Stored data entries
⟨

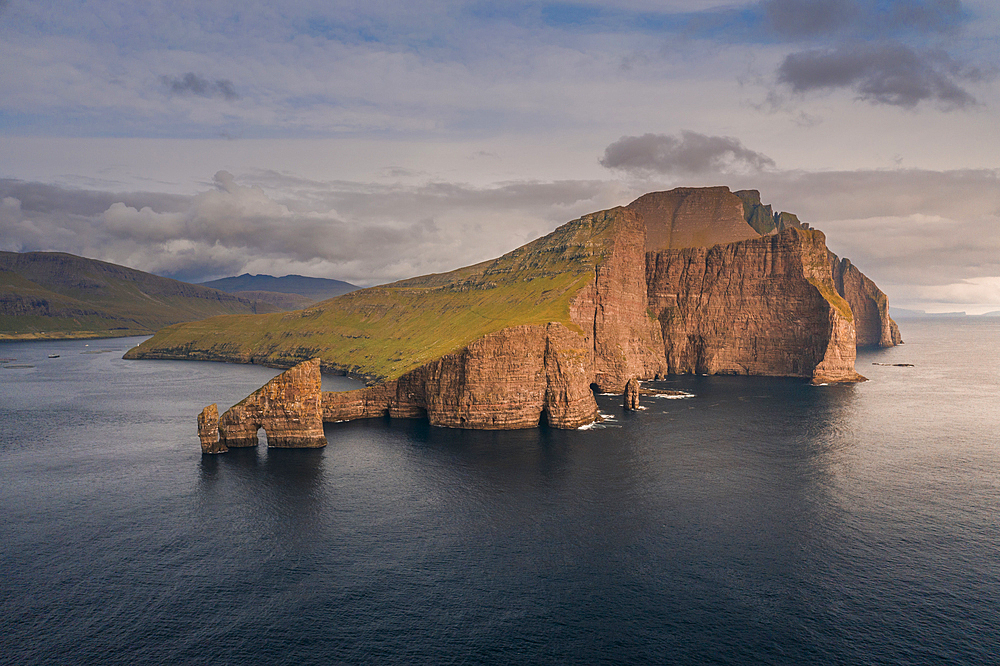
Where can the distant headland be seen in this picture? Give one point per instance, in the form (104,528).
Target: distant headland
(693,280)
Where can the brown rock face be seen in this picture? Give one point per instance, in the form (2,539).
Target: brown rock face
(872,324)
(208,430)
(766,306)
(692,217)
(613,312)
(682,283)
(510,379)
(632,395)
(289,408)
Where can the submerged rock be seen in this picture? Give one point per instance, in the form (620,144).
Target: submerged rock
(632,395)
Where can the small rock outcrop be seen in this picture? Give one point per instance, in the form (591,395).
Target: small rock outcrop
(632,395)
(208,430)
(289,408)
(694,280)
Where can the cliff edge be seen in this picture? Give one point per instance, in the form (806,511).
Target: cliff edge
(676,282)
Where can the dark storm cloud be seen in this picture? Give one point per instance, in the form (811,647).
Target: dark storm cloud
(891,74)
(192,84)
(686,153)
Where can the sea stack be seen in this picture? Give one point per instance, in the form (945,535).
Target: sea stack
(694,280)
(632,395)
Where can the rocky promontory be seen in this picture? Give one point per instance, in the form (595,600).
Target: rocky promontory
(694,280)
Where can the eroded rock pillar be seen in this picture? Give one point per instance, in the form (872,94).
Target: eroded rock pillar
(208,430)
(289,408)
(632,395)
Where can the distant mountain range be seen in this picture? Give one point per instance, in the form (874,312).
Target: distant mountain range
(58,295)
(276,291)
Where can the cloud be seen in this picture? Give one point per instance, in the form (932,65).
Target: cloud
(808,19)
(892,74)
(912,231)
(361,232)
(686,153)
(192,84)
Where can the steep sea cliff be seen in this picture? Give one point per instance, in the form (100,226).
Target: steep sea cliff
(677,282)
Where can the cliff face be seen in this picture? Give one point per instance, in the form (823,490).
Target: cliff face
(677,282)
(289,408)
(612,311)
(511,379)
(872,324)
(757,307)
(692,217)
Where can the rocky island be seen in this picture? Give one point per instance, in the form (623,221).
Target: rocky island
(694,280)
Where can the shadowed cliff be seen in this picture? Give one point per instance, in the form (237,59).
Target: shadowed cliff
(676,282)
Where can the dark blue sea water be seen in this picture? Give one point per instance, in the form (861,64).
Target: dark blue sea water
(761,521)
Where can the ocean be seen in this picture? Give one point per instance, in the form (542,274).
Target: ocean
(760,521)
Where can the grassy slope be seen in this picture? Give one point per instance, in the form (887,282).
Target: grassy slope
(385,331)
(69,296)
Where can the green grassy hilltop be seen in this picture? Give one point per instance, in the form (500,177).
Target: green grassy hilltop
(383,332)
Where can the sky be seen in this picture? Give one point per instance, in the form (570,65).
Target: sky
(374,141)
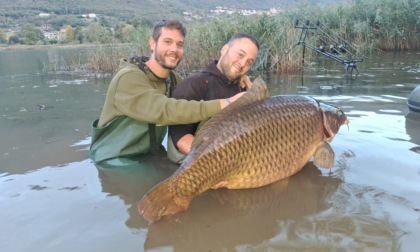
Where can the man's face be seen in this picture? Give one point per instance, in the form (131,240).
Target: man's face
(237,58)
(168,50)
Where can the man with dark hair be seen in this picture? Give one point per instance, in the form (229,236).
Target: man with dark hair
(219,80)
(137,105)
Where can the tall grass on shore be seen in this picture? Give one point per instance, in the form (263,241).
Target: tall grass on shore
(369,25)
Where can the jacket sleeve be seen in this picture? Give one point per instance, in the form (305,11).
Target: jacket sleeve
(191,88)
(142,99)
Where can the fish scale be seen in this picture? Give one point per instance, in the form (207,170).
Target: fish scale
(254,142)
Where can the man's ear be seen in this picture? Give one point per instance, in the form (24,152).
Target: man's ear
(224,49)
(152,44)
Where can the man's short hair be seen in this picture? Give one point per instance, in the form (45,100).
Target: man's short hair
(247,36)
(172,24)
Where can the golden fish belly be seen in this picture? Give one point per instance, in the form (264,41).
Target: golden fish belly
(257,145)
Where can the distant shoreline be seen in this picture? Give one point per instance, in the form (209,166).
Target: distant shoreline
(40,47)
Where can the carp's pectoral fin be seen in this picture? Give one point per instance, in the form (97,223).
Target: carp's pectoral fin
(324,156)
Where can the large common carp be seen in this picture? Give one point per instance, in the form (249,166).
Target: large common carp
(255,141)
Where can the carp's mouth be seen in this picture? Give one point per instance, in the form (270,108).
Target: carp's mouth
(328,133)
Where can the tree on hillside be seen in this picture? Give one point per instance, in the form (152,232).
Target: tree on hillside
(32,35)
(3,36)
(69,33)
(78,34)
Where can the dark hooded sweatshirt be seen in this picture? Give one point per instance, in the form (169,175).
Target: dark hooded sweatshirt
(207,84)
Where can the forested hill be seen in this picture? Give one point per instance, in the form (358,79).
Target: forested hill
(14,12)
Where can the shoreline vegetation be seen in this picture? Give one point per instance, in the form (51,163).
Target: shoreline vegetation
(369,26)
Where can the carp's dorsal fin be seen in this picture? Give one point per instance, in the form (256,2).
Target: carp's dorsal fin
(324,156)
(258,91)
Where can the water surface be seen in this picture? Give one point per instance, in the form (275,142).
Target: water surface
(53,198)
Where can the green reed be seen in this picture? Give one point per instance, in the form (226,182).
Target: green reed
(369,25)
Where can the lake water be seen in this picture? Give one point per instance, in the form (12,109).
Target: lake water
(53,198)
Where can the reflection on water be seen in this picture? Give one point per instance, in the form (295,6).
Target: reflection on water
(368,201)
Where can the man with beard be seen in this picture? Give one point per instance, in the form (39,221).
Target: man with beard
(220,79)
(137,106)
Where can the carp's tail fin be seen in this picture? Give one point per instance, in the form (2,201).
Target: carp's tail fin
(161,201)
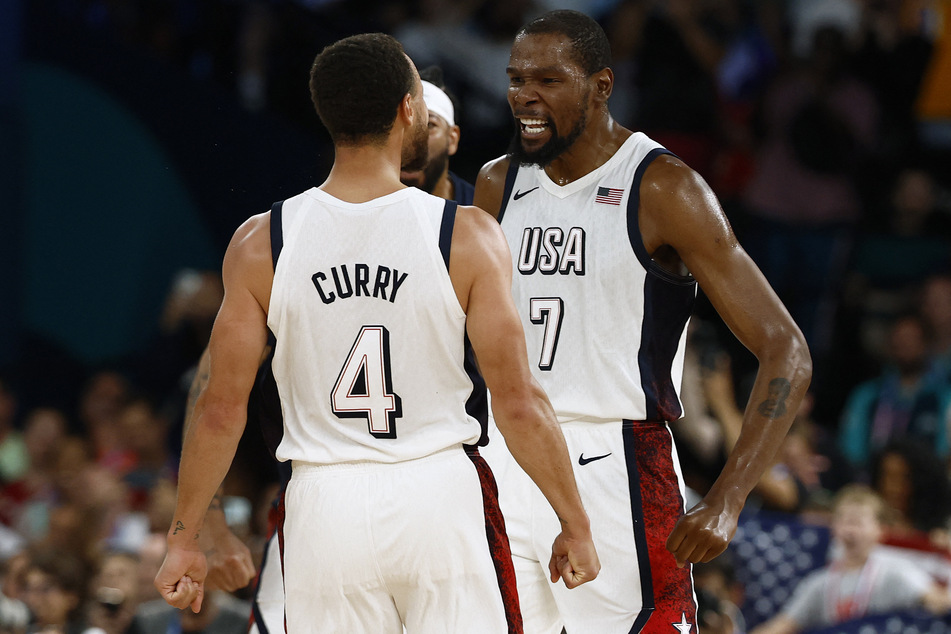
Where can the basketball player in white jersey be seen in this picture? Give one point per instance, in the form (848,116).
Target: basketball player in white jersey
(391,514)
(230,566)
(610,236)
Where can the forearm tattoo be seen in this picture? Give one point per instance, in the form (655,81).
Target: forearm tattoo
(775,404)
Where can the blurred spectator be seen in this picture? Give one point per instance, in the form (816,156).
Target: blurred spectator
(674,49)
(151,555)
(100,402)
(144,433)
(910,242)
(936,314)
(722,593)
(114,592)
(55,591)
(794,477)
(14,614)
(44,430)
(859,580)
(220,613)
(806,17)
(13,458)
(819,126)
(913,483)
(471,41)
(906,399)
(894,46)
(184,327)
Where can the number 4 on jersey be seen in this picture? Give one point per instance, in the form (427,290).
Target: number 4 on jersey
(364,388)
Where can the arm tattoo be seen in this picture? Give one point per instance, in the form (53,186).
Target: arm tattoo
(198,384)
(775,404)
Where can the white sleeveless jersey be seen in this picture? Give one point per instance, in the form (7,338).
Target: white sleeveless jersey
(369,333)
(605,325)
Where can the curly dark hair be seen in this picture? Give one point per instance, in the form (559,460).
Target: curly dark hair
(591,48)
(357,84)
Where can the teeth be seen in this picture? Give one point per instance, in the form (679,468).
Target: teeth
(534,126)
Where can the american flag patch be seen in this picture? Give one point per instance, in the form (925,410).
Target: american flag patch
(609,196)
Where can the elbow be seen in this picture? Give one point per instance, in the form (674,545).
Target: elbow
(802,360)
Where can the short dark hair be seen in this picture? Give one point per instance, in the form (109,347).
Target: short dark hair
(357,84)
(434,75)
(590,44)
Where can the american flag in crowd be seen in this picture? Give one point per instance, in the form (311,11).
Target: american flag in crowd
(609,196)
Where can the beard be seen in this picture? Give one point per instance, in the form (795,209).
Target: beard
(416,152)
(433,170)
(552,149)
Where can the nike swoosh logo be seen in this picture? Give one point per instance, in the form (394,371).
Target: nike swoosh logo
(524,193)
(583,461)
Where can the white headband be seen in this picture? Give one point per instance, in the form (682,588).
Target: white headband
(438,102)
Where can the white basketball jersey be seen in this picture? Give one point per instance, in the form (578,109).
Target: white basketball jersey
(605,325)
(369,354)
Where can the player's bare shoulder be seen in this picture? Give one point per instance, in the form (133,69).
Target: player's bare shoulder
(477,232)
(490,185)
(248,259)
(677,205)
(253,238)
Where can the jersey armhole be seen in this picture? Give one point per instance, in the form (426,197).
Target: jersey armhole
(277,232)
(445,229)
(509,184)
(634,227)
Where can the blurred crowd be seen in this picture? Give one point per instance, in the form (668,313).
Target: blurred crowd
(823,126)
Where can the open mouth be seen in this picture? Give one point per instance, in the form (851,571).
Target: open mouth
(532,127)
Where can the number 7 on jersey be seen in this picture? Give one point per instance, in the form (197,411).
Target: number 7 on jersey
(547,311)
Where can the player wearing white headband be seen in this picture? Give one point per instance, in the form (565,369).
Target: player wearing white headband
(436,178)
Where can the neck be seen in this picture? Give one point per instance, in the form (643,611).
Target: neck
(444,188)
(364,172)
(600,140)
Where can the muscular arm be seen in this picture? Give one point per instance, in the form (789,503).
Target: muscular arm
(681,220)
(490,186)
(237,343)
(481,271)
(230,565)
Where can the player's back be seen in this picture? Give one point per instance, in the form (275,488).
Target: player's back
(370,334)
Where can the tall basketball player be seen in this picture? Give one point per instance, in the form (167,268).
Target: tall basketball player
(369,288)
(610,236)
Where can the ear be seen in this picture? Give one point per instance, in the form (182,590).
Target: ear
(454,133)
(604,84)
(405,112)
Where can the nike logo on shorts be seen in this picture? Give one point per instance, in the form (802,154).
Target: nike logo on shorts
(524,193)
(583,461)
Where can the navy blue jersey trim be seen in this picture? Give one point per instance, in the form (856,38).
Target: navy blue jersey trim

⟩

§ TASK BRIEF:
Although pictures appear among the records above, none are to be output; print exactly the lines from the line containing "Where can the man with beard" through the line containing "Where can the white sleeveless".

§ TASK OUTPUT:
Where can the man with beard be seen in this picture? Give one point per instance, in the form (39,221).
Target: man with beard
(220,79)
(137,106)
Where can the carp's tail fin be seen in this picture? Give one point per instance, in the form (2,201).
Target: carp's tail fin
(161,201)
Where can the basketball player in white jersey be seen in this picture? Give one point per instance, in the form (848,116).
Target: basketball player in white jersey
(391,514)
(230,566)
(610,236)
Where can the forearm tattoo be seen in this picture? Give one point per instance, in the form (655,81).
Target: forearm tattoo
(775,404)
Where can the blurred spectator be seen in this picture? Give one point per instance, in the form (816,156).
Target: blurred spectator
(674,49)
(151,555)
(100,402)
(144,433)
(910,242)
(936,314)
(722,593)
(114,592)
(55,591)
(794,477)
(14,614)
(44,430)
(859,580)
(220,613)
(806,17)
(13,458)
(819,126)
(913,483)
(471,41)
(906,399)
(894,46)
(184,327)
Where can the number 4 on jersey be seen in this picture? Give one point per instance, in the form (427,290).
Target: number 4 on jersey
(364,388)
Where can the arm tattoo be seen in this picture? Give one point per instance, in the form (53,186).
Target: arm tattoo
(198,384)
(775,404)
Where can the white sleeveless jersey be seen in this picture? Give one point per instance, in the form (7,338).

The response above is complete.